● **Data extract**:
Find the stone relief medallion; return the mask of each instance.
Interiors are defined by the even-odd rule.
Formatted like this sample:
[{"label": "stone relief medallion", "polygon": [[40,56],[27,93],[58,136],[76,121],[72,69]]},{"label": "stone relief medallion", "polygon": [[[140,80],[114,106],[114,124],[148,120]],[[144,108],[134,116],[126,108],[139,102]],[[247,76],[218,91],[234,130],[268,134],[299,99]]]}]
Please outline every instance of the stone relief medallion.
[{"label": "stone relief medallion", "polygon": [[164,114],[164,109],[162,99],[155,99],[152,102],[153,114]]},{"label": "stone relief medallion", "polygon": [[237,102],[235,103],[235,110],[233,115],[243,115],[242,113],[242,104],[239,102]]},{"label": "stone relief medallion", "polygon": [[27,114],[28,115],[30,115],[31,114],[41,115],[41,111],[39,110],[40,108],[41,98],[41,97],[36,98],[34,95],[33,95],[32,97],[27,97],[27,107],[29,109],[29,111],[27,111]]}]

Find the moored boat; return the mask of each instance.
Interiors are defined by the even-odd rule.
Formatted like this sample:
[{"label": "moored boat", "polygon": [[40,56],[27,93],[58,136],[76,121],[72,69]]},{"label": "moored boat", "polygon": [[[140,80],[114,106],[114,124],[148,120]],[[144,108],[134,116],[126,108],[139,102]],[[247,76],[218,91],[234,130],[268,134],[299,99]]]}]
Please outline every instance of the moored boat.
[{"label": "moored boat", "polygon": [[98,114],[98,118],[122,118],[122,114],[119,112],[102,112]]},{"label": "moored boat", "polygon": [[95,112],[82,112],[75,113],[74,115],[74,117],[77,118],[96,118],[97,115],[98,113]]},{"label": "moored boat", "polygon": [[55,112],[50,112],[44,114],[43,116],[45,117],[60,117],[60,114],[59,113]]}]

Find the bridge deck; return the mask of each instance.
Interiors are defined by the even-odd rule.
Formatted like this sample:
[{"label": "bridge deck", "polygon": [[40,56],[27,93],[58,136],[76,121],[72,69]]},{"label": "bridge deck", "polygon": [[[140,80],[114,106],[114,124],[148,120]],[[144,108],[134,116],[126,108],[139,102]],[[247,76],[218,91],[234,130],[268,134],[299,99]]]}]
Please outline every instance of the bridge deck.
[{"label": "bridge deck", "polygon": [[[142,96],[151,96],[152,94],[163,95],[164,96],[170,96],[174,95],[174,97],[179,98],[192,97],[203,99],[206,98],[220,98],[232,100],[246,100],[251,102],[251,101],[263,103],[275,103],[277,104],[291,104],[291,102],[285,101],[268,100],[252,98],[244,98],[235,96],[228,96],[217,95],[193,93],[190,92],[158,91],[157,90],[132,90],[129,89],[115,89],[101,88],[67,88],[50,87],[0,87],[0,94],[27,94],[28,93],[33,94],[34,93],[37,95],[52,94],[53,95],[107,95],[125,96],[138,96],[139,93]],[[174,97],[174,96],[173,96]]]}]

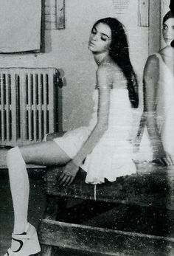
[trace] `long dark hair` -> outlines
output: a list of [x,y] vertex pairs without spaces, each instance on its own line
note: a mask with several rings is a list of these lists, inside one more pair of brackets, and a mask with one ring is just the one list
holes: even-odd
[[111,43],[109,49],[109,55],[122,69],[127,79],[127,88],[129,91],[131,105],[133,108],[138,108],[138,83],[130,60],[128,44],[123,25],[116,18],[108,17],[98,20],[93,27],[100,23],[107,24],[111,30]]

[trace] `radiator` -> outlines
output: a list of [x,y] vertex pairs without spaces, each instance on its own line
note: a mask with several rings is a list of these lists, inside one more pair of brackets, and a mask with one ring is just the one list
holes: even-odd
[[58,71],[55,68],[0,69],[0,145],[43,139],[56,129]]

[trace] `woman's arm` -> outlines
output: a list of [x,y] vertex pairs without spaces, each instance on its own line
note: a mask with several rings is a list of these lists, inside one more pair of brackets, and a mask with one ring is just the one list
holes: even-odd
[[159,72],[159,59],[155,55],[150,56],[145,66],[143,75],[144,113],[153,150],[153,158],[158,159],[162,164],[169,165],[172,162],[164,150],[156,122],[156,97]]
[[105,66],[100,66],[97,72],[97,82],[99,89],[97,125],[80,151],[77,153],[76,156],[66,165],[63,173],[59,177],[58,181],[61,185],[69,185],[72,182],[77,173],[79,166],[83,164],[87,155],[92,151],[96,144],[108,129],[111,89],[108,76],[108,68]]
[[107,67],[101,66],[97,72],[97,82],[99,89],[97,122],[83,148],[73,159],[77,165],[80,165],[87,155],[108,129],[110,105],[110,85],[108,84]]

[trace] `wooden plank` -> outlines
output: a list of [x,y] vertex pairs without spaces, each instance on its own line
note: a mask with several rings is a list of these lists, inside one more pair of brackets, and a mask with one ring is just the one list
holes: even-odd
[[56,28],[57,30],[65,29],[65,0],[57,0]]
[[114,182],[96,186],[85,183],[86,173],[79,171],[69,187],[58,187],[61,168],[52,168],[46,174],[47,193],[68,198],[137,204],[174,210],[173,167],[142,165],[137,174],[118,178]]
[[174,238],[43,220],[41,243],[103,255],[173,255]]

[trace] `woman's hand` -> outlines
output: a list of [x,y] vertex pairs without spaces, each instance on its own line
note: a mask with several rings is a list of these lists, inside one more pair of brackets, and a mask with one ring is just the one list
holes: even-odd
[[74,181],[79,166],[76,165],[73,160],[70,161],[66,166],[63,173],[58,177],[58,181],[60,186],[69,186]]
[[169,153],[161,150],[156,153],[153,162],[165,166],[170,166],[174,165],[174,159]]

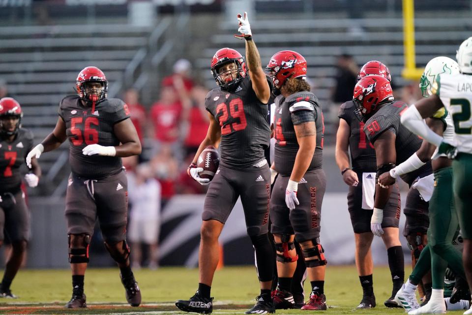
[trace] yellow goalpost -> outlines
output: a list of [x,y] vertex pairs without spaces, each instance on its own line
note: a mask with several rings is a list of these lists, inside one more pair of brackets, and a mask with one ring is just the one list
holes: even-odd
[[417,68],[414,51],[414,0],[402,0],[403,11],[403,56],[405,67],[402,76],[407,80],[418,80],[422,68]]

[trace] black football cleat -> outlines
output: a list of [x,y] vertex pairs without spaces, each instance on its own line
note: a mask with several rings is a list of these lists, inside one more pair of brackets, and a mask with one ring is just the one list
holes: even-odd
[[360,303],[355,308],[360,309],[372,309],[375,307],[375,296],[373,294],[372,295],[365,295],[362,296],[362,300]]
[[259,295],[256,298],[256,305],[244,312],[245,314],[268,314],[275,313],[272,298],[268,294]]
[[212,301],[212,297],[204,297],[197,291],[189,299],[179,300],[176,302],[176,306],[184,312],[211,314],[213,312]]
[[[295,308],[295,301],[291,293],[278,288],[272,291],[272,300],[276,310],[287,310]],[[301,306],[303,306],[302,305]],[[300,306],[298,308],[301,308]]]
[[131,306],[139,306],[141,304],[141,291],[138,286],[136,280],[134,279],[134,275],[132,274],[130,277],[123,278],[120,274],[119,278],[124,287],[126,301]]
[[65,304],[68,309],[81,309],[87,307],[87,298],[82,290],[78,291],[75,289],[72,291],[72,297]]
[[0,286],[0,298],[4,297],[7,299],[17,299],[18,297],[11,293],[10,289],[4,289]]

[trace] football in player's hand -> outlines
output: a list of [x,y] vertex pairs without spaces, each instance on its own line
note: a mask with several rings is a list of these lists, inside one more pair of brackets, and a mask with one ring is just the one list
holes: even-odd
[[218,166],[220,164],[220,155],[214,147],[208,146],[203,150],[197,160],[197,167],[202,167],[203,170],[199,175],[202,178],[213,179]]

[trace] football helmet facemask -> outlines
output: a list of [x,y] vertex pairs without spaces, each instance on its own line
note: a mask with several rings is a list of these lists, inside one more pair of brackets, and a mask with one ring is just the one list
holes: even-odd
[[[18,122],[13,131],[5,129],[2,119],[5,117],[14,116],[18,118]],[[23,117],[23,112],[21,110],[20,103],[11,97],[3,97],[0,99],[0,133],[7,136],[16,134],[18,129],[21,126],[21,118]]]

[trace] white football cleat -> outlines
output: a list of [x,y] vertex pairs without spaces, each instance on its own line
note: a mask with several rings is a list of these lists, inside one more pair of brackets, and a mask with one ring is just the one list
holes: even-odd
[[419,309],[412,310],[408,312],[408,315],[419,315],[419,314],[445,314],[446,304],[444,299],[430,300],[426,305]]
[[395,295],[394,299],[395,301],[405,309],[407,312],[410,312],[412,310],[419,309],[419,304],[418,304],[414,291],[412,293],[407,293],[404,292],[404,290],[405,284],[404,284],[402,287],[397,292],[397,294]]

● **Instructions to follow**:
Starting at the row containing "[trace] white football cleat -> outlines" and continuing through the last row, rewrite those rows with "even-odd" switched to "nonzero" and everything else left as is.

● **Output for this task**:
[trace] white football cleat -> outlines
output: a list of [x,y] vertex pairs without spaces, each instance on its own line
note: a mask with several rings is a list of these lists, inside one more pair of brackets, and a mask with one ring is just the one list
holes: nonzero
[[419,309],[412,310],[408,312],[408,315],[419,315],[419,314],[445,314],[446,304],[444,299],[430,300],[426,305]]
[[395,295],[394,299],[395,301],[405,309],[407,312],[410,312],[412,310],[419,309],[419,304],[418,304],[414,291],[412,293],[407,293],[404,292],[404,290],[405,284],[404,284],[402,287],[397,292],[397,294]]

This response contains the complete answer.